REQUIRED WORK:
Rewrite the material below with every "rough mask" changed to "coarse mask" and nothing else altered. Omit the pictures from your answer.

EXTRACTED MATERIAL:
-=-=-

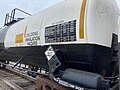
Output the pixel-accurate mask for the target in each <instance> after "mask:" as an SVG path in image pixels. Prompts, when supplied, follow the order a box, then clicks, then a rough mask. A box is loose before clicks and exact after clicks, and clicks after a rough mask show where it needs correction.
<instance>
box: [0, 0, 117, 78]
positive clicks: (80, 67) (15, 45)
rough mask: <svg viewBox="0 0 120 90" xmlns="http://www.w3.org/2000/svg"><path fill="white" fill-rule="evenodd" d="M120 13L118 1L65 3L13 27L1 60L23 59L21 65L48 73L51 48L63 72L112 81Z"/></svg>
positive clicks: (95, 0)
mask: <svg viewBox="0 0 120 90" xmlns="http://www.w3.org/2000/svg"><path fill="white" fill-rule="evenodd" d="M117 10H118V8H117V4H116V2H115V0H65V1H63V2H61V3H59V4H57V5H54V6H52V7H50V8H48V9H45V10H43V11H41V12H39V13H37V14H35V15H33V16H31V17H29V18H26V19H24V20H21V21H19V22H17V23H15V24H13V25H11V26H10V28H9V29H8V31H7V33H6V36H5V39H4V43H3V45H4V48H3V51H1V52H0V60H1V59H2V60H4V61H15V62H17V61H18V60H20V59H21V58H23V57H24V60H23V62H22V63H24V64H28V65H32V66H35V67H42V68H45V69H47V70H48V69H49V67H48V63H47V62H48V60H47V58H46V56H45V51H46V50H47V48H48V47H49V46H52V47H53V49H54V50H55V51H56V55H58V57H59V59H60V60H61V61H62V64H63V65H61V67H62V68H64V69H67V68H72V69H77V70H84V71H89V72H94V73H98V74H100V75H102V76H106V77H109V76H111V75H112V74H113V73H114V70H115V68H114V67H116V66H114V65H116V63H117V62H113V60H112V59H114V58H112V57H115V56H113V55H116V51H115V47H116V43H118V13H117ZM116 56H117V55H116ZM114 61H115V60H114ZM116 61H117V60H116ZM63 71H64V70H63Z"/></svg>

-=-=-

RESULT OF THIS TASK:
Output the pixel-accurate mask for the target in each <instance> after "mask:" as an SVG path in image pixels. Prompts, when supplied, follow the order a box, then clicks, then a coarse mask. A box is loose before clicks and exact after clicks, and clicks after a coarse mask show where it needs correction.
<instance>
box: [0, 0, 117, 78]
positive clicks: (80, 67) (15, 45)
coarse mask: <svg viewBox="0 0 120 90" xmlns="http://www.w3.org/2000/svg"><path fill="white" fill-rule="evenodd" d="M120 13L118 1L65 3L13 27L1 60L23 59L21 65L48 73L51 48L63 72L112 81Z"/></svg>
positive clicks: (95, 0)
mask: <svg viewBox="0 0 120 90" xmlns="http://www.w3.org/2000/svg"><path fill="white" fill-rule="evenodd" d="M117 10H118V8H117V4H116V2H115V0H65V1H63V2H61V3H59V4H57V5H54V6H52V7H50V8H48V9H45V10H43V11H41V12H39V13H37V14H35V15H33V16H31V17H29V18H26V19H24V20H21V21H19V22H17V23H15V24H13V25H11V26H10V28H9V29H8V31H7V33H6V36H5V39H4V43H3V45H4V48H3V51H1V52H0V60H1V59H2V60H4V61H15V62H17V61H18V60H20V59H21V58H23V57H24V60H23V62H22V63H24V64H28V65H32V66H35V67H42V68H45V69H47V70H48V69H49V67H48V63H47V62H48V60H47V58H46V56H45V51H46V50H47V48H48V47H49V46H52V47H53V49H54V50H55V51H56V55H58V57H59V59H60V60H61V61H62V64H63V65H61V67H62V68H64V69H67V68H72V69H77V70H84V71H89V72H94V73H98V74H100V75H102V76H106V77H109V76H111V75H112V74H113V73H114V70H115V68H114V67H116V66H114V65H116V63H117V62H113V60H112V59H114V58H112V57H115V56H113V55H116V51H115V47H116V43H118V13H117ZM116 56H117V55H116ZM114 61H115V60H114ZM116 61H117V60H116ZM63 71H64V70H63Z"/></svg>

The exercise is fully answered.